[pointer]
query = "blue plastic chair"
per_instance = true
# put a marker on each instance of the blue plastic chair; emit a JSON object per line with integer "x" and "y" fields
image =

============

## Problem requirements
Rewrite the records above, putting "red plastic chair" wherever "blue plastic chair" appears and changing nothing else.

## The response
[pointer]
query = "red plastic chair"
per_instance = true
# put a marker on each instance of the red plastic chair; emit a JSON object per line with integer "x" and "y" fields
image =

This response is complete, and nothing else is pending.